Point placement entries
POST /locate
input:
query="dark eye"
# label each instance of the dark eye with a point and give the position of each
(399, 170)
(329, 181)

...

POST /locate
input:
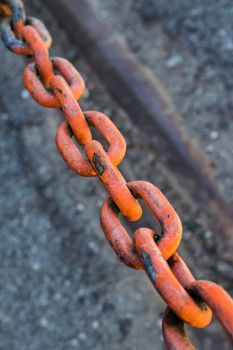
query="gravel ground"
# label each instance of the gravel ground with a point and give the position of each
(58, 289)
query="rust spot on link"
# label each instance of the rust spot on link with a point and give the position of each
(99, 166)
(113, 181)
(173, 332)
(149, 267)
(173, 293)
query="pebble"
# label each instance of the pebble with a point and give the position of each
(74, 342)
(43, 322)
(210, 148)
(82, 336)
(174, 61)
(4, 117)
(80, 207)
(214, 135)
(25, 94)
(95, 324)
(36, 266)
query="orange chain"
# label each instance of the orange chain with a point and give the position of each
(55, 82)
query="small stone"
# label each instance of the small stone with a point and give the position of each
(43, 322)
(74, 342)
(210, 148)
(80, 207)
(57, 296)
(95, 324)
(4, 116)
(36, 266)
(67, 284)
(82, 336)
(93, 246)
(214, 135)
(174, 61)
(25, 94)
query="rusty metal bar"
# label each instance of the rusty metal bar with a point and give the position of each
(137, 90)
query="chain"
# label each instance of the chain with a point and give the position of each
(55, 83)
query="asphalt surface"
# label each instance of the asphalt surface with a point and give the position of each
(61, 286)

# WHAT THE TASK ASKS:
Please show each line in the entries above that contains the word "stone".

# OUTPUT OF THE EXERCISE:
query="small stone"
# label each instance of the small stone with a point and give the position of each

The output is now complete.